Requirement:
Rewrite the data below with every occurrence of "photograph" replaced by "image" and all other text unchanged. Omit the pictures from your answer.

Records shown:
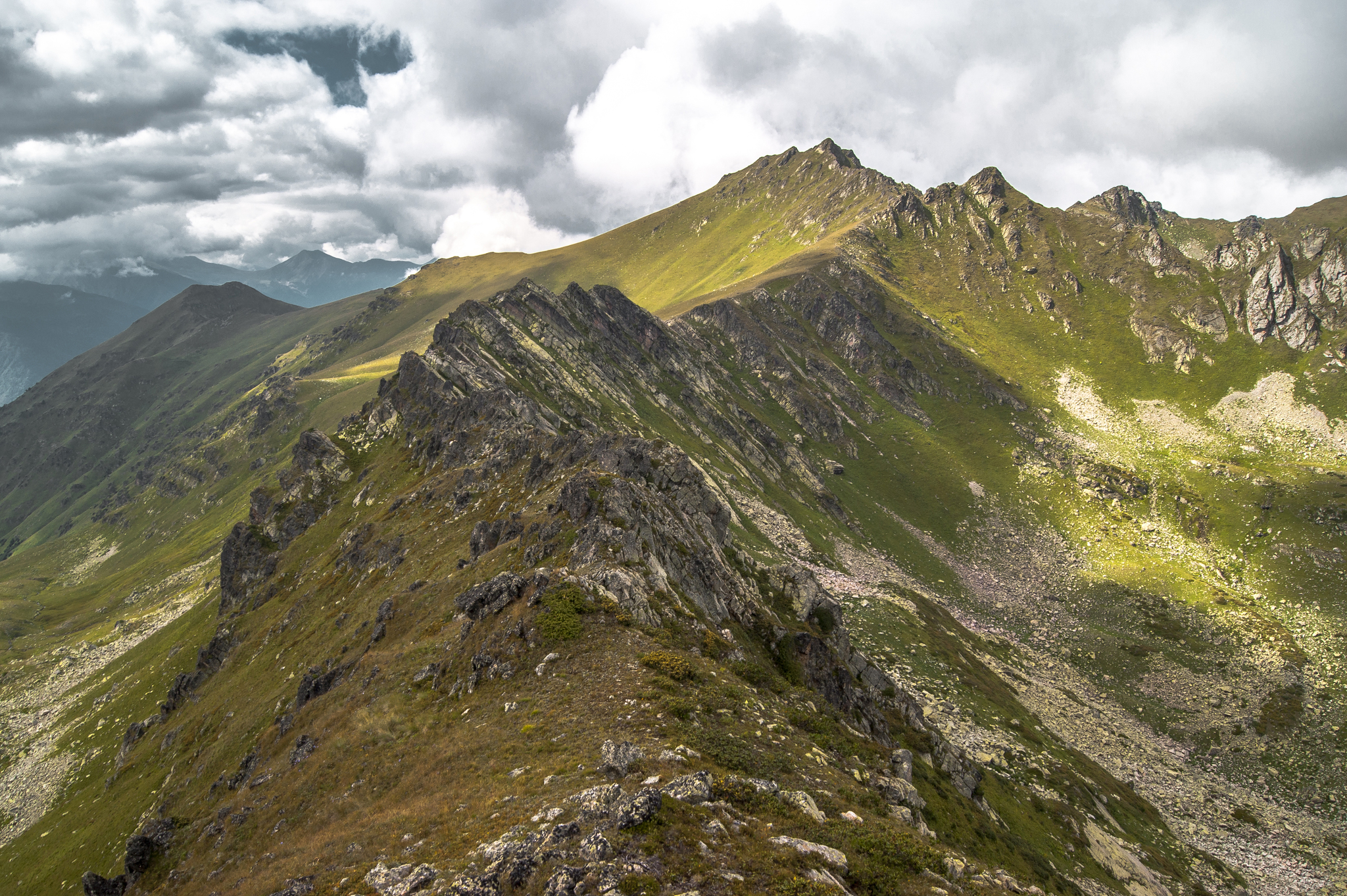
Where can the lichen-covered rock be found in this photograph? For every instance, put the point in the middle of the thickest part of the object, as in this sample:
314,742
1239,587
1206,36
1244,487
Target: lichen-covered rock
834,857
564,880
636,809
305,745
297,887
596,848
899,791
690,789
803,802
619,758
401,880
100,885
596,802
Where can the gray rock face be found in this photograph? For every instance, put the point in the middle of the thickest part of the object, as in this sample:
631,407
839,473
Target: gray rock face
637,807
496,594
305,745
902,765
100,885
619,758
759,785
1271,307
564,882
834,857
596,802
596,848
297,887
804,803
474,885
399,880
694,789
899,791
141,853
1124,205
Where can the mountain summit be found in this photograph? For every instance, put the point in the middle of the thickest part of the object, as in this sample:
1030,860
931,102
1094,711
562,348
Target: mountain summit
818,534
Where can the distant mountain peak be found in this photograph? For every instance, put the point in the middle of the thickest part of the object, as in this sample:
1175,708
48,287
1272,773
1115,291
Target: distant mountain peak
845,158
226,300
1125,205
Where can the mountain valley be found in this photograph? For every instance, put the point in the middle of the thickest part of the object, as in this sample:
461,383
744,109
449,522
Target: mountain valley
816,534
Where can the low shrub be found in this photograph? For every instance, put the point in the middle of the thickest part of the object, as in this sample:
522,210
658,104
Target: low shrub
668,663
560,615
802,887
639,885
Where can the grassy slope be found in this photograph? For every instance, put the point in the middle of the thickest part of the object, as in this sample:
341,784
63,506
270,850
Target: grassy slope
666,263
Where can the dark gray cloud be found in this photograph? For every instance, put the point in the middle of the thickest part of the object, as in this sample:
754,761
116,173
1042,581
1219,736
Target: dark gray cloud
337,55
247,132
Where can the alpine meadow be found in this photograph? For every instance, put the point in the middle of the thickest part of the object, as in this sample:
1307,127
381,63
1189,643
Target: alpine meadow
817,534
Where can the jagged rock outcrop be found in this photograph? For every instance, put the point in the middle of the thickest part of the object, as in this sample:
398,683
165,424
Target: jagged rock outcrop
1123,205
248,556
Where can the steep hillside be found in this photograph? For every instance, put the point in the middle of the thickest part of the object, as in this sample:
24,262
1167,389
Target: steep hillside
1015,532
43,327
306,279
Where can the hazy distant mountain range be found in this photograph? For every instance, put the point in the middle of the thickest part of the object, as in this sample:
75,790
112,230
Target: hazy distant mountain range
45,325
306,279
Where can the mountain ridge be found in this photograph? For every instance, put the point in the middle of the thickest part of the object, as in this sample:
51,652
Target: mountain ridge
1081,527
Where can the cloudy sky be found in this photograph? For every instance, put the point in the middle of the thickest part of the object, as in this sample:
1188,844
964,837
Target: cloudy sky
243,132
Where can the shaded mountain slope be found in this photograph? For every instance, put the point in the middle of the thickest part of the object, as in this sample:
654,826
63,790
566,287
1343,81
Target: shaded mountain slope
306,279
43,326
1067,493
122,398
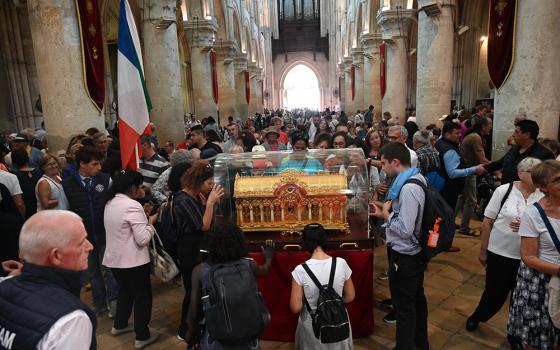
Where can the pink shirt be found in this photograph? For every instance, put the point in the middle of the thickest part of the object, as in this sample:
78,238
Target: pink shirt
128,233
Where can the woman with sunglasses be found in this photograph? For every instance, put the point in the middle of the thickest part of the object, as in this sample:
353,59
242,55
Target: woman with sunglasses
539,229
500,241
49,191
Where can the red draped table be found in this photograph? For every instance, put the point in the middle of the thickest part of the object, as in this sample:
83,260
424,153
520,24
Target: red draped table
276,289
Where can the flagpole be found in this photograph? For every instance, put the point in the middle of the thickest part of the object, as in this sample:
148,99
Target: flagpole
136,157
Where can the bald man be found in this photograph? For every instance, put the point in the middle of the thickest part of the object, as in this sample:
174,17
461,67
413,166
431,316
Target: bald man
41,308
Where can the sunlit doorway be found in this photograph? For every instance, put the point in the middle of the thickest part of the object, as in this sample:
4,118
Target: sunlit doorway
301,89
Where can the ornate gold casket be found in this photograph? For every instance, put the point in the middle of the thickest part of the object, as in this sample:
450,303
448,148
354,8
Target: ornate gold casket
290,200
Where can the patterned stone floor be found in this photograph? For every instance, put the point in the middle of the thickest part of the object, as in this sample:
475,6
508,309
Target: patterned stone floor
453,284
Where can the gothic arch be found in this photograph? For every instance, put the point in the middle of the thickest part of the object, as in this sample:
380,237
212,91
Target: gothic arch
220,15
306,60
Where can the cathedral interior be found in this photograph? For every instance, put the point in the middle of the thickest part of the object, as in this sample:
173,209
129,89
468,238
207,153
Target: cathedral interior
434,57
237,58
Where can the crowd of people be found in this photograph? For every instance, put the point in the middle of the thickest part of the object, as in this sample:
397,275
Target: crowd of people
74,216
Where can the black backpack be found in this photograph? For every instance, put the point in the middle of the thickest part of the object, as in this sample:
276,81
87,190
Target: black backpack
167,228
330,319
234,308
436,210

Solution for this problem:
Where can the lichen-covered rock be found in this image? For every instance, put the point in the middle of the thickest part of the object, as in this sample:
314,742
1239,587
1206,36
1244,487
Target: lichen-covered rock
834,857
564,880
636,809
305,745
297,887
596,848
899,791
690,789
803,802
619,758
401,880
100,885
596,802
Where can the gray rock face be found in this image? For every instance, put the point in the middle of the thickest part of the object, as in this sample:
631,407
839,473
Target: gray rock face
637,807
496,594
305,745
902,765
100,885
619,758
759,785
1271,307
564,882
834,857
596,802
596,848
297,887
804,803
474,885
399,880
694,789
899,791
141,853
1124,205
Where can the mountain summit be found in this image? For every instance, put the point in the middle of the thickest part of the object, as in this sample:
1030,860
931,102
1094,711
562,348
Target: mountain summit
818,534
Where can the distant mountain peak be found in this image? For every instance, put the point in the middle of the thickest part of the object, as in this sample:
1175,708
48,287
1272,773
1115,291
Target: distant mountain peak
845,158
226,300
1125,205
Where can the mountain valley be found in this image? For every instance, put the point in the middle of the thickest part of the object, as in this sample:
461,383
744,109
449,522
Target: mountain valley
816,534
Where can the low shrub be found in this image? For every instance, put the point in the middle of the thickest part of the object, as in this sample:
522,210
658,104
Target: low shrub
668,663
560,615
802,887
639,885
Where can the grassy slope be found in this image? For every instance, put the point in the middle of the thickest part of the object, as in this sample:
341,784
63,506
270,850
Target: grassy slope
666,263
Where can the dark gray cloud be found in this image? For every instance, put the point in the middle of the thickest part of the object, as in this sample:
754,761
116,173
1042,581
1219,736
Target: dark gray cloud
337,55
247,132
Where can the alpine meadow be found in this image? For every instance, put the point in the middle of the thickest part of the object, as in this sample:
1307,127
381,63
1189,643
Target: alpine meadow
817,534
Where can the jagged rock outcrop be found in this image? For every instance, put the point in the middle of the thickest part of the object, as in this sample:
398,683
165,424
Target: jagged rock outcrop
1123,205
248,556
Where can the steep hillside be found in this image? For every instance, put the point in the middle of the thickest part of the object, as in this sample:
24,262
1167,389
Target: steep hillside
1015,532
43,327
306,279
Where can the hazy distant mountain range be found in this image? For every instance, put the point in the middle of the thickest part of the object, as in this sample:
75,790
112,230
Target: hazy distant mountain range
45,325
306,279
Where can the mountain ridge be found in this image? For every instance, put the point in the middle of the thickest part of the object, as in this sample:
51,652
Target: mountain ridge
1081,527
Where can the cloudy sky be found in this image? For every instance, put the point in the middle of the thickest part of the object, as in this sample:
1188,844
964,837
Target: cloudy sky
243,132
Where can the shaded mountain slope be found in this image? For every instance, put the point in the middle of the thickest part of the object, as in this sample:
654,826
63,790
566,287
1343,81
Target: shaded mountain slope
306,279
43,326
1067,493
122,398
Where can the pink shirt be found in this image? For every instance, put the point in the middle of the thickest part of the object, as in this sample:
78,238
Target: pink shirt
128,233
Where can the woman with sunglasses be found in this image? For every instance, put the point in the middle of the thickest part of the object, as in this sample:
353,59
242,55
Target: woman with sunglasses
539,229
500,241
49,191
Where can the red draped table be found in this image? For every instance, put the point in the middle of the thickest part of the object, as in this sample:
83,260
424,153
520,24
Target: red draped table
276,289
Where can the flagpole be found in this image? For every instance, put the point in the middle of the thickest part of the object, as in this sample:
148,99
Target: flagpole
136,157
Where can the bald man be found in this image? For every instance, put the point in the middle of the thickest part of the object, as in this sample:
174,17
461,67
413,166
431,316
Target: bald man
41,308
Where can the sunlit doorway be found in this image? For every instance, put the point in the middle of the thickest part of the object, as in this sample:
4,118
Target: sunlit doorway
301,89
Where can the ornate gold casket be found in this image? For every instance, put the point in the middle of the thickest part of the object, as in this sample:
450,303
448,148
354,8
Target: ornate gold casket
290,200
Where can the patterned stone floor be found in this image? For every instance, put the point in the middle of the thickest part of the object, as in this sample:
475,6
508,309
Target: patterned stone floor
453,284
Where can the gothic arch be found in this image? For every instance, put the point in the middle of the thickest part of the object, as in this sample:
380,237
212,91
Target: gothic arch
220,15
306,60
Where can the cathedral interior be found in this image? For every instance, put the point in the middle of the thickest part of the object, as in this sample:
173,209
129,89
468,238
207,153
Target: cathedral interior
434,57
237,58
Where can the crowd of people be found in this image? For every instance, put the point in the middle of the thickest part of the object, as in this sample:
397,275
Target: crowd of people
74,216
Where can the black backpack be found in this image? For every instance, put the point in the middle of the thickest part of the object, as in this sample:
276,81
87,190
Target: black backpack
167,228
330,319
234,308
436,210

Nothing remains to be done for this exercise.